--- Material for this exercise Enclosed Below ---

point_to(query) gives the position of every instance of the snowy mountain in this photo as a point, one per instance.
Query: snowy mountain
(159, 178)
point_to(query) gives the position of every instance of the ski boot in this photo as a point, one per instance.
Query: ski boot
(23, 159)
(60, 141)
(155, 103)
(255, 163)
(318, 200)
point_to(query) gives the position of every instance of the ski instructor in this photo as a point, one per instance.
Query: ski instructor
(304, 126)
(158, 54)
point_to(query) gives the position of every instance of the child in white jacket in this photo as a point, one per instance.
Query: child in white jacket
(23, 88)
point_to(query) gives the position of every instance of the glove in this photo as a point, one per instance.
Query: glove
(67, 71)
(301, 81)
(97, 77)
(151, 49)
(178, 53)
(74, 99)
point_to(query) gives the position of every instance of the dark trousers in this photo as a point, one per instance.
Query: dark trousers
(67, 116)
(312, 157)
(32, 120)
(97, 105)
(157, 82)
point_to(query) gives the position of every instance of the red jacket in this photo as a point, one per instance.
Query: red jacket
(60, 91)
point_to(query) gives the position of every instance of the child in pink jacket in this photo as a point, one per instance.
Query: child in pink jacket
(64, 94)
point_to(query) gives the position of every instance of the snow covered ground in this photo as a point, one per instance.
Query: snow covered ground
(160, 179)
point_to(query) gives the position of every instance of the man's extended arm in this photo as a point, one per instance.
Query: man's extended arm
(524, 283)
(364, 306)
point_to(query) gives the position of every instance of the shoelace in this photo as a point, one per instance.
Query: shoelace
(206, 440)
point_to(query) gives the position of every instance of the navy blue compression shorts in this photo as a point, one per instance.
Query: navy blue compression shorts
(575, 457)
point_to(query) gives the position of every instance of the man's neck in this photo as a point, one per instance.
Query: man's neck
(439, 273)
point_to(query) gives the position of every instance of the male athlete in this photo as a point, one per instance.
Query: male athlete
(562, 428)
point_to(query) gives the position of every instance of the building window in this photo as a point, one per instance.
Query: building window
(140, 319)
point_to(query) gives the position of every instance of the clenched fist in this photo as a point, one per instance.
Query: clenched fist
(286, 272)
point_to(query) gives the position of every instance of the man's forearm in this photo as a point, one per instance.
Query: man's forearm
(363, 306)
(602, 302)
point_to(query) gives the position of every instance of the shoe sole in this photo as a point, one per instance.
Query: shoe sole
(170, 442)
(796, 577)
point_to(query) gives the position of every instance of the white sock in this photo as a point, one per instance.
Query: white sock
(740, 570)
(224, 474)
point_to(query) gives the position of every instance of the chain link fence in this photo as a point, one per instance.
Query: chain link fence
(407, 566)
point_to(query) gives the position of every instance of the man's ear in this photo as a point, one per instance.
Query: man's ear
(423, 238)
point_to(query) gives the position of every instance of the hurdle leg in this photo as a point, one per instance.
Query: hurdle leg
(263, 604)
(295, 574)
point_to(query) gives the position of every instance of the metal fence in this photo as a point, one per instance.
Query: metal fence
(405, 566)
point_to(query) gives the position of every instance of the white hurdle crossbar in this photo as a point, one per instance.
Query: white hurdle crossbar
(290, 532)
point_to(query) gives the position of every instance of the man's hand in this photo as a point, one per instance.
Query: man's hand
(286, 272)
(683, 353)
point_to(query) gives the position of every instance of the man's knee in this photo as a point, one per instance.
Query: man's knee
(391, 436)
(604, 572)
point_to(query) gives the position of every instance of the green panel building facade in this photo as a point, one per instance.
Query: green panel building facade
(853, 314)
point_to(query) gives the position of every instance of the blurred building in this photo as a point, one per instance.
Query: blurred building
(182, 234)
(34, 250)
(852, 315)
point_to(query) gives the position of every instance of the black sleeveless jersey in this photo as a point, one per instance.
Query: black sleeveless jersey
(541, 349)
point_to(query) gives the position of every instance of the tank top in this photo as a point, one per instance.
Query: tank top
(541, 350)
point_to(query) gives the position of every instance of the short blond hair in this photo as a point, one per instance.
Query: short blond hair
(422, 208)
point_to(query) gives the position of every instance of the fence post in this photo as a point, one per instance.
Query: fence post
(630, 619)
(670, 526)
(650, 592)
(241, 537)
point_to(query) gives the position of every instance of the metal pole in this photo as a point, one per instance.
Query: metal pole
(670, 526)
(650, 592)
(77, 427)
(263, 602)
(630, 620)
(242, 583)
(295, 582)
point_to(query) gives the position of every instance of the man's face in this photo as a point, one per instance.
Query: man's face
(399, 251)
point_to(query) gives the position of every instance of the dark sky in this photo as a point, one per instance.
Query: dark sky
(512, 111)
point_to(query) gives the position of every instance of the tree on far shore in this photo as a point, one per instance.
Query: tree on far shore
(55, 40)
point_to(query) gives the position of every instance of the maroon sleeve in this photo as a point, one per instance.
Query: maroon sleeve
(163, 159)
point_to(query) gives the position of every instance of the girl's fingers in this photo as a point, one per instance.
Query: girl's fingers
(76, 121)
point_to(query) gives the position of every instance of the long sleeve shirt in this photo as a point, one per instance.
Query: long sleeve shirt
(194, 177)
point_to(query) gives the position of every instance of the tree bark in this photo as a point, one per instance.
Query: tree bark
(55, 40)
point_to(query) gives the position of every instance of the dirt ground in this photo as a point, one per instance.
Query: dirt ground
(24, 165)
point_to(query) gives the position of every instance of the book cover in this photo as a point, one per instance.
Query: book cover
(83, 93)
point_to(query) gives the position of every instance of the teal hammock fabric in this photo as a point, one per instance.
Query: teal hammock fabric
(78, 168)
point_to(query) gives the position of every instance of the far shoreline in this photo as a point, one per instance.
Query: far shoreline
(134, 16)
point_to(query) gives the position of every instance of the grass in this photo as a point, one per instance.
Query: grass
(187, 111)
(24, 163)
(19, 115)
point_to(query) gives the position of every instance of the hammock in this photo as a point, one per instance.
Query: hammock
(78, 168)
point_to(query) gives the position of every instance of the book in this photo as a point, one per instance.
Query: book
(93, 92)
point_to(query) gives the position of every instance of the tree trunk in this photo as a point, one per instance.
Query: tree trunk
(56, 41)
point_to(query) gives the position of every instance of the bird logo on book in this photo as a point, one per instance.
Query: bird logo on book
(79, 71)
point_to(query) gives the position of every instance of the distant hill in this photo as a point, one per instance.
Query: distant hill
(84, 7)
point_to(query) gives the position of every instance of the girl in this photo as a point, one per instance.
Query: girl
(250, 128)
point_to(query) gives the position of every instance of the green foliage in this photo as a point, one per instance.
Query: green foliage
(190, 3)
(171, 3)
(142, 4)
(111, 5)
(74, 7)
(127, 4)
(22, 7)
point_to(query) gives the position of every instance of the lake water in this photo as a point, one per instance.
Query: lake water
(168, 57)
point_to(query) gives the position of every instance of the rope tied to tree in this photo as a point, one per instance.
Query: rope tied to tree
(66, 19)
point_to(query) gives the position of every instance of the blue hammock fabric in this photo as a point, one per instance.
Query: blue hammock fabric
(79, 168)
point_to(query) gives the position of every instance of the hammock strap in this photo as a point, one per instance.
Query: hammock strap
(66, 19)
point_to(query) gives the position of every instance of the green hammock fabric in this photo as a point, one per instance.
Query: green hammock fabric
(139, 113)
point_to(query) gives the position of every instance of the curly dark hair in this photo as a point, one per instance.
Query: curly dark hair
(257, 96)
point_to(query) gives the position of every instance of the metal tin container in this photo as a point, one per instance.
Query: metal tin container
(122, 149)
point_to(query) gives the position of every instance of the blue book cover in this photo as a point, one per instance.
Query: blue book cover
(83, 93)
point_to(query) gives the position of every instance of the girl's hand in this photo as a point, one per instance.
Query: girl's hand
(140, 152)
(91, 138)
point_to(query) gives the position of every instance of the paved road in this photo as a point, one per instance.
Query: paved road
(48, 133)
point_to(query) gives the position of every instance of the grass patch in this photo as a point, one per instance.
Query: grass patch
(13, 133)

--- End of Enclosed Material for this exercise ---

## Work to complete
Line by line, copy the data above.

## Result of the exercise
point_to(query) gives the position of every instance of the snowy mountain in this photo as a point, one per instance.
Query: snowy mountain
(159, 178)
point_to(query) gives the position of every instance of the ski boot in this photo as a point, one per instance.
Query: ski boot
(23, 159)
(60, 141)
(155, 103)
(255, 163)
(318, 200)
point_to(query) gives the position of every instance of the ski instructor in this photo as a point, one per instance.
Query: ski instructor
(304, 126)
(158, 54)
point_to(query) gives the position of every instance of the child in white jacket in this photo as a point, one per instance.
Query: child in white jacket
(23, 88)
point_to(query) gives the position of every instance of the glove in this photo as a point, one per instance.
Query: glove
(67, 71)
(301, 81)
(97, 77)
(151, 49)
(178, 53)
(74, 99)
point_to(query) gives the position of every instance of the dark trousers in this photo as a point, one per instance.
Query: dark trousers
(67, 116)
(312, 157)
(32, 120)
(97, 105)
(157, 82)
point_to(query) gives the position of every instance of the red jacket in this photo as a point, one per instance.
Query: red jacket
(60, 91)
point_to(query) gives the position of every instance of the child in pink jacket in this photo as a point, one per instance.
Query: child in pink jacket
(64, 94)
point_to(query) gives the position of every instance of the snow covered ground in this photo as a point, one per instance.
Query: snow covered ground
(160, 179)
point_to(query) gives the position of every instance of the man's extended arm in this photo as a point, one per instance.
Query: man's extended arm
(524, 283)
(364, 306)
point_to(query) gives the position of every instance of the shoelace in this photo as a point, one per instance.
Query: shoelace
(206, 440)
point_to(query) gives the position of every instance of the navy blue compression shorts in this photo as a point, one per instance.
Query: navy blue compression shorts
(575, 457)
point_to(query) gives the position of every instance of the man's neck in this photo as a point, one per instance.
Query: man's neck
(439, 273)
point_to(query) gives the position of every instance of the male athlete in this photo as a point, one per instance.
Query: male athlete
(562, 428)
point_to(query) gives the position of every instance of the building window in this photo as a point, one per instance.
Query: building window
(140, 319)
point_to(query) gives the position of every instance of the clenched fist in this photo as a point, one per instance.
Query: clenched fist
(286, 272)
point_to(query) gives the position of every instance of the man's forearm in this photo as a point, one per instance.
Query: man's forearm
(363, 306)
(602, 302)
point_to(query) gives the position of every instance of the shoe sole in this photo as a point, one per instance.
Query: shoe sole
(170, 442)
(796, 577)
point_to(query) gives the position of every instance of the white sock in this photo as a point, one per instance.
Query: white sock
(740, 570)
(224, 474)
point_to(query) gives the position of every instance of the chain link fence in this photo as a point, one per instance.
Query: chain link fence
(407, 566)
point_to(query) gives the position of every instance of the man's ear in this photo as a point, one per instance.
Query: man's ear
(423, 238)
point_to(query) gives the position of every instance of the hurdle leg in this photo as a point, one per instance.
Query: hurdle leg
(263, 604)
(295, 574)
point_to(query) gives the position of every instance of the metal fence in this photo as a point, one per instance.
Query: metal fence
(405, 566)
point_to(query) gives the position of every instance of the white hurdle crossbar in this photo as a point, one per instance.
Query: white hurdle crossbar
(290, 532)
point_to(query) gives the position of every instance of the man's hand in this photo as a point, one per instance.
Query: man's hand
(286, 272)
(683, 353)
point_to(query) gives the position of every instance of the man's knee in this photo as a point, one per instance.
Query: man's knee
(391, 436)
(604, 572)
point_to(query) gives the position of every instance of the green panel building facade in this photo as a point, one per instance.
Query: green panel building facade
(853, 314)
point_to(query) gives the position of every instance of the blurred building in this photo as a point, one per instance.
Query: blurred building
(182, 234)
(34, 250)
(852, 315)
point_to(query) gives the position of every instance of the black sleeveless jersey in this photo as a point, one per instance.
Query: black sleeveless jersey
(541, 349)
point_to(query) gives the position of every instance of the tank top in this photo as a point, one per instance.
Query: tank top
(541, 350)
point_to(query) gives the position of every instance of the short blond hair in this photo as a point, one per instance.
Query: short blond hair
(422, 208)
point_to(query) gives the position of every instance of the fence post in this photo as a point, one per instance.
Query: fence post
(630, 619)
(670, 526)
(650, 592)
(241, 537)
point_to(query) gives the position of every instance of the metal pole in this photo as a point, one per instance.
Query: metal pole
(670, 526)
(650, 592)
(77, 427)
(263, 602)
(630, 620)
(242, 583)
(295, 582)
point_to(query) gives the position of every instance of the man's face in this photo as a point, one per instance.
Query: man's face
(399, 251)
point_to(query) gives the position of every instance of the dark sky in this photo as a point, one per instance.
Query: dark sky
(512, 111)
point_to(query) gives the position of every instance of the tree on far shore in this photo as a point, one per instance.
Query: tree on far shore
(55, 40)
point_to(query) gives the position of every instance of the maroon sleeve in this photo as a point, one per instance.
Query: maroon sleeve
(163, 159)
point_to(query) gives the position of every instance of the girl's fingers in this photo as a point, one per instance.
Query: girl's fingers
(76, 121)
point_to(query) gives the position of every instance of the long sleeve shirt in this photo as a point, one per instance.
Query: long sleeve shirt
(194, 177)
point_to(query) gives the position of every instance of the tree bark in this photo as a point, one per instance.
Query: tree bark
(55, 40)
point_to(query) gives the position of every instance of the dirt ground in this photo as a point, one per instance.
Query: dirt ground
(24, 165)
point_to(query) gives the position of every instance of the book cover in this photo as a point, one per instance.
Query: book cover
(83, 93)
point_to(query) gives the position of every instance of the teal hammock fabric in this photo as a point, one per instance.
Query: teal hammock fabric
(78, 168)
point_to(query) gives the position of every instance of the far shoreline in this photo as a point, one per instance.
Query: far shoreline
(134, 16)
point_to(query) gives the position of every instance of the grass in this photo as a point, one per instance.
Query: grass
(187, 111)
(24, 163)
(19, 115)
point_to(query) gives the position of every instance of the hammock in this photo as a point, one per instance.
Query: hammock
(78, 168)
point_to(query) gives the position of every instance of the book in this photo as a point, one per instance.
Query: book
(93, 92)
point_to(query) gives the position of every instance of the tree trunk in this photo as a point, one per instance.
Query: tree trunk
(56, 41)
point_to(query) gives the position of every instance of the bird logo on book in this photo as a point, one per instance.
Query: bird logo on book
(79, 71)
point_to(query) gives the position of every instance of the distant hill in this photo as a point, one per instance.
Query: distant hill
(84, 7)
point_to(query) gives the position of every instance of the girl in this photo as a point, one per instance.
Query: girl
(250, 128)
point_to(query) gives the position of every instance of the green foliage in this photo as a point, one per instance.
Query: green foliage
(190, 3)
(171, 3)
(142, 4)
(111, 5)
(74, 7)
(127, 4)
(22, 7)
point_to(query) gives the position of every instance of the lake water in this photo as a point, one per instance.
Query: lake water
(168, 57)
point_to(query) gives the position of every instance of the rope tied to tree in this photo as a point, one per instance.
Query: rope tied to tree
(66, 19)
point_to(query) gives the position of every instance of the blue hammock fabric in this photo as a point, one per instance.
Query: blue hammock fabric
(79, 168)
point_to(query) gives the position of every instance of the hammock strap in this photo as a point, one per instance.
Query: hammock strap
(66, 19)
point_to(query) gives the position of every instance of the green hammock fabric in this photo as a point, one per instance.
Query: green hammock fabric
(139, 113)
point_to(query) gives the position of every instance of the curly dark hair in this photo as a point, one per instance.
Query: curly dark hair
(257, 96)
point_to(query) gives the position of every instance of the metal tin container in this photo as a point, one per instance.
Query: metal tin container
(122, 149)
point_to(query) gives the position of every instance of the blue book cover in this photo as a point, one per instance.
Query: blue book cover
(83, 93)
point_to(query) gives the position of every instance of the girl's hand in this photo as a point, one per instance.
Query: girl's hand
(140, 152)
(91, 138)
point_to(query) gives the position of every instance of the paved road in this photo as a point, one per instance.
Query: paved road
(48, 133)
point_to(query) gives the position of every instance of the grass patch in this photo as a point, one per instance.
Query: grass patch
(13, 133)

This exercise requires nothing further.